▶ TASK DETAILS:
Set out as a numbered list the lines starting with the one that contains "of the coffered" and going on through the last line of the entries, leaving out any blank lines.

▶ Object point labels:
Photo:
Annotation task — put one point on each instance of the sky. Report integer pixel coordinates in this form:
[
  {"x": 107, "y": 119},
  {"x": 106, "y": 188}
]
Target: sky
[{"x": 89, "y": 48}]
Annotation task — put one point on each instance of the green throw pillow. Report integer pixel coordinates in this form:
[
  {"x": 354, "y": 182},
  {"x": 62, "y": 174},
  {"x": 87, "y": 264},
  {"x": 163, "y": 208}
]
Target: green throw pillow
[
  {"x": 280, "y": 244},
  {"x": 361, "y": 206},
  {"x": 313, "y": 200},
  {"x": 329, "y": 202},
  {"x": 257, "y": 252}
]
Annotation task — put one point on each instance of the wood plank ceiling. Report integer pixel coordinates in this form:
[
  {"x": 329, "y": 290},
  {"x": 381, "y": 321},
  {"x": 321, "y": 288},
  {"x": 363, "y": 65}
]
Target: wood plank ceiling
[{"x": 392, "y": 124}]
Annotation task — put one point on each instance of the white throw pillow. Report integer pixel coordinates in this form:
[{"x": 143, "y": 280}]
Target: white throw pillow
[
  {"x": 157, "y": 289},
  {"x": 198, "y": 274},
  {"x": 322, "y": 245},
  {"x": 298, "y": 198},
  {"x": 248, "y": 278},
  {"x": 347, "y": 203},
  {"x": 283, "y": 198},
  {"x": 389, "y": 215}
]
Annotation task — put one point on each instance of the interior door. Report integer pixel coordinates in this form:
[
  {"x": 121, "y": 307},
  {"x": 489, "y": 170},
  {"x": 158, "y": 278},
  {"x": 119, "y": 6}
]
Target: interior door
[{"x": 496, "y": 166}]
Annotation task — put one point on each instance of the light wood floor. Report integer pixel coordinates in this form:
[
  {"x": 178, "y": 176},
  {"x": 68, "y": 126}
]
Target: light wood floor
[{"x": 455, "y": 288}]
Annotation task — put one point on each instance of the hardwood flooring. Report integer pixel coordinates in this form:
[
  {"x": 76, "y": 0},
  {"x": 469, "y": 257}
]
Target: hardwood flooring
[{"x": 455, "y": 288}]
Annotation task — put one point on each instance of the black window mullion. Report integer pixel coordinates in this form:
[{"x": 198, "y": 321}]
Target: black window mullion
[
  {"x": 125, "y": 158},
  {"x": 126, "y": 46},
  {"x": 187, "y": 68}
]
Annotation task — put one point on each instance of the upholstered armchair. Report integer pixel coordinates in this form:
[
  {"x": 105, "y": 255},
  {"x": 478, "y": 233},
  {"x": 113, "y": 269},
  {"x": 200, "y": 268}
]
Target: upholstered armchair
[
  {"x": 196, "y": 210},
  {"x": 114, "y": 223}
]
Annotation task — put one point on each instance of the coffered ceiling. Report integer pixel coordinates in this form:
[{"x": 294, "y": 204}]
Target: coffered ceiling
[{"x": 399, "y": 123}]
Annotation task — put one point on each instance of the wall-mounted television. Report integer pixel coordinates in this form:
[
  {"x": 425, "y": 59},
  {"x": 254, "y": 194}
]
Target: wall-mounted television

▶ FULL OUTPUT:
1. Annotation task — put one point on each instance of the coffered ceiling. Report integer pixel coordinates in this form:
2. [{"x": 294, "y": 204}]
3. Target: coffered ceiling
4. [{"x": 399, "y": 123}]
5. Annotation task — put one point on each instance of the wall-mounted television. Report integer pixel coordinates in this form:
6. [
7.   {"x": 425, "y": 59},
8.   {"x": 254, "y": 194}
9. ]
10. Target: wall-mounted television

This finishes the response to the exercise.